== Records to use
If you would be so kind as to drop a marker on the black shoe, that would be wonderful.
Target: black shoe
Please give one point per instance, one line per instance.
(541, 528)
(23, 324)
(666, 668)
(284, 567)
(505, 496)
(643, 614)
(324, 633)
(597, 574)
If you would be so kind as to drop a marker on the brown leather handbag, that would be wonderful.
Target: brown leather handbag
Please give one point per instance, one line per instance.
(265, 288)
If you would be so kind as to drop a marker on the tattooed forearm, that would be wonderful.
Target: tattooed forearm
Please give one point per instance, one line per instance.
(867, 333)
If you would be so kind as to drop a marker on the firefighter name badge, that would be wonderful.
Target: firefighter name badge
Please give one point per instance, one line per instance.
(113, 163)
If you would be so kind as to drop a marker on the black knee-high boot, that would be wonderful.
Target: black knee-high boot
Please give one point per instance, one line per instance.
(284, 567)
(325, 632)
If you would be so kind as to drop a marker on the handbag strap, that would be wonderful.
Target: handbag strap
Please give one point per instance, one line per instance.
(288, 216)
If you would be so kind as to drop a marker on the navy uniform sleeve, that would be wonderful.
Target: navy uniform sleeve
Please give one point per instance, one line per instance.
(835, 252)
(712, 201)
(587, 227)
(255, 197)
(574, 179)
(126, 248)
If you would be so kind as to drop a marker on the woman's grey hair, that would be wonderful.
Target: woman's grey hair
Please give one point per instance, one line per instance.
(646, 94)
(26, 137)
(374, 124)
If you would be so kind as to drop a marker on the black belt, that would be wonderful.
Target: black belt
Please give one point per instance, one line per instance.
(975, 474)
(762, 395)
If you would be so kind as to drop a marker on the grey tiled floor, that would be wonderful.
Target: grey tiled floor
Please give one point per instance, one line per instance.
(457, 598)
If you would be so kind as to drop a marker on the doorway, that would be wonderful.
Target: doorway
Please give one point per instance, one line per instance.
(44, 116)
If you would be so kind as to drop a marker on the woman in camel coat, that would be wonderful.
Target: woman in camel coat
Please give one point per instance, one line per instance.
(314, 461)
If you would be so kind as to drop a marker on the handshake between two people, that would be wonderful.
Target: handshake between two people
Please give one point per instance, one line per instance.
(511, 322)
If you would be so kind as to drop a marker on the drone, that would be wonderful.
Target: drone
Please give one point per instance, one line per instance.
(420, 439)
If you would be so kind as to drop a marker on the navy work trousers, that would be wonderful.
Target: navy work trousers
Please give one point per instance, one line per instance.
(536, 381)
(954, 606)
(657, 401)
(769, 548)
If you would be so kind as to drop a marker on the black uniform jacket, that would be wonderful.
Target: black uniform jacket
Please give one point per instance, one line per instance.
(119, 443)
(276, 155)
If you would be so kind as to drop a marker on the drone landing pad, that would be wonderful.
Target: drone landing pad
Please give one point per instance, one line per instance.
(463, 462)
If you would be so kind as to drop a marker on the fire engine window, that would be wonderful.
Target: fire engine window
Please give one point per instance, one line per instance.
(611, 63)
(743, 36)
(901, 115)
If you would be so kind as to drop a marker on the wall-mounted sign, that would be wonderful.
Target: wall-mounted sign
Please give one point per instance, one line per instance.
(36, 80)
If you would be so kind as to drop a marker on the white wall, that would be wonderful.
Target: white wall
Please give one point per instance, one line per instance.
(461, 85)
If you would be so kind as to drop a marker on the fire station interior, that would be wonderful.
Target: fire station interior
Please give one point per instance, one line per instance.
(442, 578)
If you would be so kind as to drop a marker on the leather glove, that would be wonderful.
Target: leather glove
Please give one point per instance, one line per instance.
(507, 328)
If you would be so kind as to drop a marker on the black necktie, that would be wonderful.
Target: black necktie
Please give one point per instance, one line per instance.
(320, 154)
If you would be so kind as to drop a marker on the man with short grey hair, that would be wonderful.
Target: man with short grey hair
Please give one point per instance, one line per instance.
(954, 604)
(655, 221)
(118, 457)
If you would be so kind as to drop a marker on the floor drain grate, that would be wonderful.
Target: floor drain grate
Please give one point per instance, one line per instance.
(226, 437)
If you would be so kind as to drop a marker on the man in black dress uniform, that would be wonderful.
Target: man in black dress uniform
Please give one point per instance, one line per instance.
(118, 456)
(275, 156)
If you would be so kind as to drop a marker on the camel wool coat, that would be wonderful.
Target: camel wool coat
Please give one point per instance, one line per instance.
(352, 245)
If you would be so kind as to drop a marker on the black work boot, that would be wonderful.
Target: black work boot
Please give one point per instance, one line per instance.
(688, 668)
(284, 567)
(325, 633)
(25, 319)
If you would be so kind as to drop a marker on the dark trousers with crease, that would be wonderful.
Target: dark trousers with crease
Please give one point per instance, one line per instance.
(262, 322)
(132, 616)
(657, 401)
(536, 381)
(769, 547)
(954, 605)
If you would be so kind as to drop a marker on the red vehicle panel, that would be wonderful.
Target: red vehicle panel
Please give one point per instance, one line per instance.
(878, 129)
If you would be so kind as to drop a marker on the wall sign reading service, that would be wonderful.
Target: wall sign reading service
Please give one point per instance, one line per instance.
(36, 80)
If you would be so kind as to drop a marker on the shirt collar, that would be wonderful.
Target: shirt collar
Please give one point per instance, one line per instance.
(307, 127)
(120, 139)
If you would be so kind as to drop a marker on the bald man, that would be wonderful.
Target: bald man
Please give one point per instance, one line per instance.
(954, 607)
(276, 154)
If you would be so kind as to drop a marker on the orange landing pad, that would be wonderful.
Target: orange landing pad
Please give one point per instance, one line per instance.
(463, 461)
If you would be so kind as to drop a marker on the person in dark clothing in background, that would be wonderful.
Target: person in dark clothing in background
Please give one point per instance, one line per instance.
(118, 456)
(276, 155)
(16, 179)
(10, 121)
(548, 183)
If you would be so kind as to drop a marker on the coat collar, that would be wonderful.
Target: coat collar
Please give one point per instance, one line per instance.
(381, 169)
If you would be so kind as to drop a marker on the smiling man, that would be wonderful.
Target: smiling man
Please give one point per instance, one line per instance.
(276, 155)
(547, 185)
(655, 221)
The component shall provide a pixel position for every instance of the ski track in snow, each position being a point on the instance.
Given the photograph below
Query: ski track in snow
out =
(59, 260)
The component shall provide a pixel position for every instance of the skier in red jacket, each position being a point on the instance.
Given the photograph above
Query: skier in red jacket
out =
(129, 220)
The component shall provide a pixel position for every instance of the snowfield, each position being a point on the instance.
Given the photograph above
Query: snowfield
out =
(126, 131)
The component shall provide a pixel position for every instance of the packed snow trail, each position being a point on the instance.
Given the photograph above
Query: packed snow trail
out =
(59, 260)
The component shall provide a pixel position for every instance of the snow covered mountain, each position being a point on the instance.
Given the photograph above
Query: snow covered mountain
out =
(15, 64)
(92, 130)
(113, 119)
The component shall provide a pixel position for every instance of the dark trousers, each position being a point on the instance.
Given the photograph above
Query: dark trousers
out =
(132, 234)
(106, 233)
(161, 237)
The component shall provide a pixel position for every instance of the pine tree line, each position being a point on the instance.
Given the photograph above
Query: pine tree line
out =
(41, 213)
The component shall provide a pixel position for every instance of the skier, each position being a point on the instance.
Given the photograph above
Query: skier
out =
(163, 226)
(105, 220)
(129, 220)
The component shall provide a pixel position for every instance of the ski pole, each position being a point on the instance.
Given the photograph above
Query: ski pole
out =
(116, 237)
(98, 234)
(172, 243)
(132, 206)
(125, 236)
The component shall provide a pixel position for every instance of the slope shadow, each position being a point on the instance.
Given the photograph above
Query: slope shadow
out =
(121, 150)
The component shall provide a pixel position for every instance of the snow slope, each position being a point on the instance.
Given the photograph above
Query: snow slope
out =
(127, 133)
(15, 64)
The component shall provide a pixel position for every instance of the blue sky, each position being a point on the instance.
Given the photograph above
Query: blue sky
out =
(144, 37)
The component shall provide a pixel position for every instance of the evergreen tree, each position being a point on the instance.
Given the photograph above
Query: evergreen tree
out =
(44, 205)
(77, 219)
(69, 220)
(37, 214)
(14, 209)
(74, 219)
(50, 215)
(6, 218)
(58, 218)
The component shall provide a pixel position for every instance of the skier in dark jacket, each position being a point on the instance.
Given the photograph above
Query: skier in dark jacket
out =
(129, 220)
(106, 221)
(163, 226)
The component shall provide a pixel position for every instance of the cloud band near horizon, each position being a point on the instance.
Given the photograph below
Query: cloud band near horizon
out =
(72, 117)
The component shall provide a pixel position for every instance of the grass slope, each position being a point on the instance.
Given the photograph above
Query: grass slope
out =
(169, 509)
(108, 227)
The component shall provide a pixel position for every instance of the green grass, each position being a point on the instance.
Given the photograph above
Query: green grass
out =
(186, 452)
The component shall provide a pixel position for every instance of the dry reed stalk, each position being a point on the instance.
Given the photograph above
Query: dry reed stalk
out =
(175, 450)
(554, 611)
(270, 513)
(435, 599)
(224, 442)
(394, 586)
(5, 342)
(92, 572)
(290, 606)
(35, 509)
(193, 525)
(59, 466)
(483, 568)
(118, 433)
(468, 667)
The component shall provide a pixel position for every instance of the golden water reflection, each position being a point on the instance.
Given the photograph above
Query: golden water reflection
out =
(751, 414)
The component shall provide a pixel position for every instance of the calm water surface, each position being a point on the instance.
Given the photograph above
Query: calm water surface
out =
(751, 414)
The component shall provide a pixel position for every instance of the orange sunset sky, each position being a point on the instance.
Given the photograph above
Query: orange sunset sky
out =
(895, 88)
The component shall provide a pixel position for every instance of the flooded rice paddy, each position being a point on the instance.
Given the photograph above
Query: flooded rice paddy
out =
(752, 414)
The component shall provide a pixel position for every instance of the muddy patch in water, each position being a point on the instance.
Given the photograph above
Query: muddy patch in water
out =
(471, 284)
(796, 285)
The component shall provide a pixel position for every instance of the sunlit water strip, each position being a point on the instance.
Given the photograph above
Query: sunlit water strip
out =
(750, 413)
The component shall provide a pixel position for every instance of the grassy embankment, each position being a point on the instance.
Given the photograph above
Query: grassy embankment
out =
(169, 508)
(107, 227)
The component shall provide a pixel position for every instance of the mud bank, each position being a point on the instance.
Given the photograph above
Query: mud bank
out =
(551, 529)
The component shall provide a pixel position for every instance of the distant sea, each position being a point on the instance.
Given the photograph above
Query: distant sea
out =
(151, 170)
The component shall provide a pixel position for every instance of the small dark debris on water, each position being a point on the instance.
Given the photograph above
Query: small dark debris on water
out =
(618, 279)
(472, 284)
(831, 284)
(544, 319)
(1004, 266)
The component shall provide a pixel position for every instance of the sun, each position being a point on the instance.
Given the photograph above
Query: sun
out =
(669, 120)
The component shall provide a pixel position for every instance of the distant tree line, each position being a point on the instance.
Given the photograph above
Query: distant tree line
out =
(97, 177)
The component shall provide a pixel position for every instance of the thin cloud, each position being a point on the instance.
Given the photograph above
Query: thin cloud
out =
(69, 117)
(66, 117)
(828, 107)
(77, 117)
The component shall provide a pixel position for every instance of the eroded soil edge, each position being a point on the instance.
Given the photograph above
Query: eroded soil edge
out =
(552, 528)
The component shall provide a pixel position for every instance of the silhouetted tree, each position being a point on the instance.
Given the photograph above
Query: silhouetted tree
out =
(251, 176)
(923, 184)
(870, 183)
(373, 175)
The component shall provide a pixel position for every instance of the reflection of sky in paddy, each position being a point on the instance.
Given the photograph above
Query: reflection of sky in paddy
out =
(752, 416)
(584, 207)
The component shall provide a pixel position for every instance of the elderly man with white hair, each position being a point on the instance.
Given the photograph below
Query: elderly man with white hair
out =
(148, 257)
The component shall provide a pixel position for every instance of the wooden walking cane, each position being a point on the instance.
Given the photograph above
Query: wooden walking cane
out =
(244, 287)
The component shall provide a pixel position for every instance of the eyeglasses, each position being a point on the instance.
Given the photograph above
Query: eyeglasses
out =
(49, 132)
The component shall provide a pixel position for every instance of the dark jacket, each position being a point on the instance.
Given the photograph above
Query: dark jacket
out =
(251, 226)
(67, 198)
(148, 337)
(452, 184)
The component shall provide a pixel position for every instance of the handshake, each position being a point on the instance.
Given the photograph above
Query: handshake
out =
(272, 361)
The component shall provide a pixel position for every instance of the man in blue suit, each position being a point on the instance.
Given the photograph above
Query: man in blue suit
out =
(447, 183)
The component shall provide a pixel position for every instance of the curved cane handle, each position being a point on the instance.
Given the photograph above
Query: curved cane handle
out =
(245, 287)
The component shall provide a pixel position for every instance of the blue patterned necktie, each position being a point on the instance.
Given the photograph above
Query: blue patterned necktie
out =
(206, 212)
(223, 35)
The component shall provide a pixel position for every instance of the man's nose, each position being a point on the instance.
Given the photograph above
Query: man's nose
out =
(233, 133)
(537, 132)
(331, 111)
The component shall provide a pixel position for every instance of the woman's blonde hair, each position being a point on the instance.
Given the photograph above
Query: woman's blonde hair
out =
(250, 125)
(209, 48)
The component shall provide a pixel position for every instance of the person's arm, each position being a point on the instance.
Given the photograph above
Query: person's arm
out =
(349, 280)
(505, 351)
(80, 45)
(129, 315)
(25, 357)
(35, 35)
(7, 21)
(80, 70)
====
### Task instructions
Across the listing above, count the lines that include "grate" and give the figure with no other words.

### Solved problem
2